— Task description —
Present all of the data below as a Markdown table with the columns Row and Line, giving each line its own numbered row and omitting any blank lines.

— Dataset rows —
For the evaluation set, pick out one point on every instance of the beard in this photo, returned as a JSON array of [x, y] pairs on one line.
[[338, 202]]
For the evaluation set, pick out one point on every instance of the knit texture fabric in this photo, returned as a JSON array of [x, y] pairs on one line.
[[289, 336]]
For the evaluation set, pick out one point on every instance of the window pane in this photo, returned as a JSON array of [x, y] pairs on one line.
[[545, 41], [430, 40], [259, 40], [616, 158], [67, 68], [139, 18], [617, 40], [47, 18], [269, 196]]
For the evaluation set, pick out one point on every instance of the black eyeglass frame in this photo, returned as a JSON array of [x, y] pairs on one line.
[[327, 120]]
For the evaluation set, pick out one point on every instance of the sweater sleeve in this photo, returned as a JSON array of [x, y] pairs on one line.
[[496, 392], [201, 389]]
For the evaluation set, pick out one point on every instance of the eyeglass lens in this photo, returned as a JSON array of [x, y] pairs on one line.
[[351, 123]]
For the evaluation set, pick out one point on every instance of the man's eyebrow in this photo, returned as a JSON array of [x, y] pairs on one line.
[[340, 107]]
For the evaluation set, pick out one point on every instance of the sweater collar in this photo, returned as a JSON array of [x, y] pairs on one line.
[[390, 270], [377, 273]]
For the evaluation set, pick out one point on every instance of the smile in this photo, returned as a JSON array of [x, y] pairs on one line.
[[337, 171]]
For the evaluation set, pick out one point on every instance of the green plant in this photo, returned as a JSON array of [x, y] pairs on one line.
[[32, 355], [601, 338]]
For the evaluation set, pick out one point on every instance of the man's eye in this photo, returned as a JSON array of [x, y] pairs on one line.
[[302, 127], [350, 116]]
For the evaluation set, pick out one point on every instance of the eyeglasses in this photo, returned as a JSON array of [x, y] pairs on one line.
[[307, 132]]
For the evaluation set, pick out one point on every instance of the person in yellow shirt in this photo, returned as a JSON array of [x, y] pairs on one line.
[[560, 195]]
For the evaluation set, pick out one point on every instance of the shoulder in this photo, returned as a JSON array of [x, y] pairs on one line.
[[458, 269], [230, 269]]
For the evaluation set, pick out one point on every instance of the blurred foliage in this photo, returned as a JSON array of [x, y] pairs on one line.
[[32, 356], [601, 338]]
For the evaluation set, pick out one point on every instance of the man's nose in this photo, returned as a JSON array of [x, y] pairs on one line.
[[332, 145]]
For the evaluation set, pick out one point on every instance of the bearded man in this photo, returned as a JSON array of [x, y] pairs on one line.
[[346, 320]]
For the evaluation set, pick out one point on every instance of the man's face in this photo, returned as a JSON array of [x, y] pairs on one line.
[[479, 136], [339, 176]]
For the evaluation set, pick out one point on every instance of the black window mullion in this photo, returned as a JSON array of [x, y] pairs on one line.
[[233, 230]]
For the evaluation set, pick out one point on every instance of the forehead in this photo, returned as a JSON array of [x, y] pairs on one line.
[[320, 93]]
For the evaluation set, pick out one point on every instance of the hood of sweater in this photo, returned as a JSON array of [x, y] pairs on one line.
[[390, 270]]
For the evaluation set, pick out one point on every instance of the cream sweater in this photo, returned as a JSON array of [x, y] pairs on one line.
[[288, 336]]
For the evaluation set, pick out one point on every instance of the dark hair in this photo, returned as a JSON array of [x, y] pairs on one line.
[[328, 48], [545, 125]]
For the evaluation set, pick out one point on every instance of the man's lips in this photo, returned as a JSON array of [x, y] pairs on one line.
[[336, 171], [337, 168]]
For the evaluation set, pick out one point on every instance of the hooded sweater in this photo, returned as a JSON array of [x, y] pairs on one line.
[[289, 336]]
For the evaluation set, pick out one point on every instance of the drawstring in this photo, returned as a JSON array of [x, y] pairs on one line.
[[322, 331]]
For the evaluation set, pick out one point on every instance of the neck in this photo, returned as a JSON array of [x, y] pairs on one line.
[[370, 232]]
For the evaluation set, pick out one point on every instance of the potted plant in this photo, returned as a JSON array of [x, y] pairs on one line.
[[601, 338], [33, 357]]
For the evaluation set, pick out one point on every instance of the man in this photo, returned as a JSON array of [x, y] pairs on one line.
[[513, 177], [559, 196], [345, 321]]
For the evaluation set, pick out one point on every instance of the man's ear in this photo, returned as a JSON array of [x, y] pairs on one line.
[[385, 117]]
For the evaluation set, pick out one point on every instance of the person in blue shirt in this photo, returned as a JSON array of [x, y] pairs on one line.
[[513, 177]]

— Output of the task —
| Row | Line |
|---|---|
| 1 | For the evaluation set, pick out one point on every instance of the beard in this photo, returned as a JSON array of [x, y] pairs on one line. |
| 2 | [[338, 202]] |
| 3 | For the evaluation set, pick out one point on every instance of the knit texture fabric in this photo, returned as a JSON array of [x, y] pairs on one line. |
| 4 | [[289, 336]] |
| 5 | For the evaluation set, pick out one point on every instance of the window pane in this photo, returned as a JSON array of [x, y] pairs on one line. |
| 6 | [[545, 41], [430, 40], [259, 40], [616, 158], [67, 68], [139, 18], [617, 40], [47, 18], [269, 196]] |
| 7 | For the evaluation set, pick out one point on every instance of the black eyeglass frame in this photo, returned as a JSON array of [x, y] pairs on one line. |
| 8 | [[327, 120]] |
| 9 | For the evaluation set, pick out one point on every instance of the sweater sleeve in this photo, returned as a JSON array of [x, y] pairs on one line. |
| 10 | [[496, 392], [201, 389]] |
| 11 | For the evaluation set, pick out one point on every instance of the eyeglass lens in this photo, returned as a JSON array of [x, y] pairs on one line. |
| 12 | [[351, 123]] |
| 13 | For the evaluation set, pick out one point on every instance of the man's eyebrow in this photo, returned as a JSON array of [x, y] pairs on one line. |
| 14 | [[340, 107]] |
| 15 | For the evaluation set, pick out one point on every instance of the sweater collar in this photo, returned as a JSON array of [x, y] pairs on one line. |
| 16 | [[390, 270], [377, 273]] |
| 17 | For the evaluation set, pick out one point on every instance of the smile in this photo, returned as a JSON array of [x, y] pairs on one line. |
| 18 | [[337, 171]] |
| 19 | For the evaluation set, pick out one point on every instance of the green plant in this photo, returned as a JSON array of [x, y] pairs on one line. |
| 20 | [[32, 355], [601, 338]] |
| 21 | For the evaluation set, pick out one point on every instance of the man's eye in this photo, returned as a JSON array of [x, y] pairs on one line. |
| 22 | [[302, 127], [350, 116]] |
| 23 | For the evaluation set, pick out one point on every instance of the eyeglasses in this photo, returned as a JSON array of [x, y] pairs on one line. |
| 24 | [[307, 132]] |
| 25 | For the evaluation set, pick out one point on every instance of the person in yellow shirt in this photo, returned as a JSON array of [x, y] pairs on one line. |
| 26 | [[560, 195]] |
| 27 | For the evaluation set, pick out one point on every instance of the shoulder in this photo, returned as a JSON array of [x, y] pairs on one line. |
| 28 | [[458, 269], [230, 269]] |
| 29 | For the evaluation set, pick out one point on every instance of the blurred foliage in this photo, returned as a JSON array of [x, y] pairs on one line. |
| 30 | [[32, 356], [601, 338]] |
| 31 | For the evaluation set, pick out one point on every instance of the man's nose in this photo, returned as a JSON array of [x, y] pairs on one line. |
| 32 | [[332, 145]] |
| 33 | For the evaluation set, pick out one point on every instance of the bearded man in this photo, returned as a JSON array of [x, y] pairs on one line. |
| 34 | [[346, 320]] |
| 35 | For the evaluation set, pick out one point on every instance of the man's face in this photo, returned as a JSON array of [x, y] pairs on one line. |
| 36 | [[479, 136], [339, 176]] |
| 37 | For the evaluation set, pick out one point on every instance of the black window mullion in this photo, returned as a JSON array of [x, y] pairs on one line. |
| 38 | [[233, 230]] |
| 39 | For the evaluation set, pick out one point on every instance of the forehead in this photo, returned as a JSON array of [x, y] pairs on one line. |
| 40 | [[320, 93]] |
| 41 | For the evaluation set, pick out one point on every instance of the hood of sweater in this photo, returned as a JSON array of [x, y] pairs on one line. |
| 42 | [[390, 270]] |
| 43 | For the evaluation set, pick out one point on every instance of the cream sweater in this photo, returned as a JSON array of [x, y] pairs on one line. |
| 44 | [[288, 336]] |
| 45 | For the evaluation set, pick out one point on every instance of the dark hair in this photo, returned as a JSON array of [x, y] pairs on one line. |
| 46 | [[328, 48], [545, 125]] |
| 47 | For the evaluation set, pick out one point on every instance of the man's lips in this photo, returned as a JSON array of [x, y] pairs on one line. |
| 48 | [[336, 171], [337, 168]] |
| 49 | For the evaluation set, pick out one point on every instance of the hooded sweater in this photo, returned as a JSON array of [x, y] pairs on one line. |
| 50 | [[289, 336]] |
| 51 | For the evaluation set, pick out one point on every instance of the drawstring in this photo, returned as a JSON array of [x, y] pairs on one line. |
| 52 | [[322, 331]] |
| 53 | For the evaluation set, pick out one point on every instance of the neck in this photo, returned as a JSON array of [x, y] pairs on one line. |
| 54 | [[370, 232]] |
| 55 | For the evaluation set, pick out one point on every instance of the potted plant in this photo, returned as a JSON array of [x, y] pairs on one line. |
| 56 | [[601, 338], [33, 357]] |
| 57 | For the evaluation set, pick out one point on every instance of the man in this photo, returned as a JSON array of [x, y] pairs on one line. |
| 58 | [[513, 177], [559, 196], [345, 321]] |
| 59 | For the evaluation set, pick out one point on every instance of the man's ear in this photo, returned as a JSON array of [x, y] pairs on one line. |
| 60 | [[385, 117]] |
| 61 | For the evaluation set, pick out one point on every instance of the person in blue shirt in this photo, returned as a JSON array of [x, y] pairs on one line. |
| 62 | [[513, 177]] |